→ What is needed
For each line in the records that contains "spot", make a copy.

→ The input
■ ■ ■ ■ ■ ■ ■

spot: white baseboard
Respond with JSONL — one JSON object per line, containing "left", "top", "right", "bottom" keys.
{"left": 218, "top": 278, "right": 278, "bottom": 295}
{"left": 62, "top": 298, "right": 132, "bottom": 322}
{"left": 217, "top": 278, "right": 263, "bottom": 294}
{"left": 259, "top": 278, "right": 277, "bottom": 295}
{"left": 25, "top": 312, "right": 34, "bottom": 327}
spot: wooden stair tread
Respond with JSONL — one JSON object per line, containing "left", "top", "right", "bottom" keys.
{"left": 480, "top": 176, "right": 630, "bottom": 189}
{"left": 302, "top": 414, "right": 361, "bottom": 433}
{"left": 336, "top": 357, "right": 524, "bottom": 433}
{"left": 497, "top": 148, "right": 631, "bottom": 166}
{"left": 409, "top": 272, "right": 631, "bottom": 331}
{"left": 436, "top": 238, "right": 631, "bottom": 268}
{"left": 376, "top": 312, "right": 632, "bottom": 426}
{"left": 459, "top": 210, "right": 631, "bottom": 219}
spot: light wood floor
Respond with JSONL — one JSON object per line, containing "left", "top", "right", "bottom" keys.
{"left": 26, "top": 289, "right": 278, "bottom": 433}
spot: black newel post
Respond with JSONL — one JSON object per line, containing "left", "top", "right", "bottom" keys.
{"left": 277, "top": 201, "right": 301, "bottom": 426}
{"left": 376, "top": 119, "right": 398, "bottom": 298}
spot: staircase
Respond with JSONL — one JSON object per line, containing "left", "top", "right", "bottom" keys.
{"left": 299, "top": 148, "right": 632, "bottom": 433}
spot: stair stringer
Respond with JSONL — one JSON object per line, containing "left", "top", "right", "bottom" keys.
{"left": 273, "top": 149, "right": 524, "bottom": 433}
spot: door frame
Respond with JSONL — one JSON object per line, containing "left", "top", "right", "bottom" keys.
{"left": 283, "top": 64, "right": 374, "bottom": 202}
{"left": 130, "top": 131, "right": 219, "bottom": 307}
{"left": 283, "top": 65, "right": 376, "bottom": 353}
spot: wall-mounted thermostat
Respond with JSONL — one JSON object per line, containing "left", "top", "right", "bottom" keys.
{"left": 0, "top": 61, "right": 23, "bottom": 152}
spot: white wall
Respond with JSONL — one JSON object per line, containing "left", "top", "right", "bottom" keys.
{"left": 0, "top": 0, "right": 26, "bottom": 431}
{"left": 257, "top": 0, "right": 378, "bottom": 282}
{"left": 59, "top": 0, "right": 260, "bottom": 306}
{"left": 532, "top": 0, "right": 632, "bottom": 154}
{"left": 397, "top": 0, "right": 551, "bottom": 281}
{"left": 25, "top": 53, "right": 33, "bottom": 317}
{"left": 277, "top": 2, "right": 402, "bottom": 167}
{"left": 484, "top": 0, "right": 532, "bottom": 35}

■ ■ ■ ■ ■ ■ ■

→ The answer
spot: white baseboard
spot: wooden stair tread
spot: light wood floor
spot: black newel post
spot: staircase
spot: stair stringer
spot: door frame
spot: wall-mounted thermostat
spot: white wall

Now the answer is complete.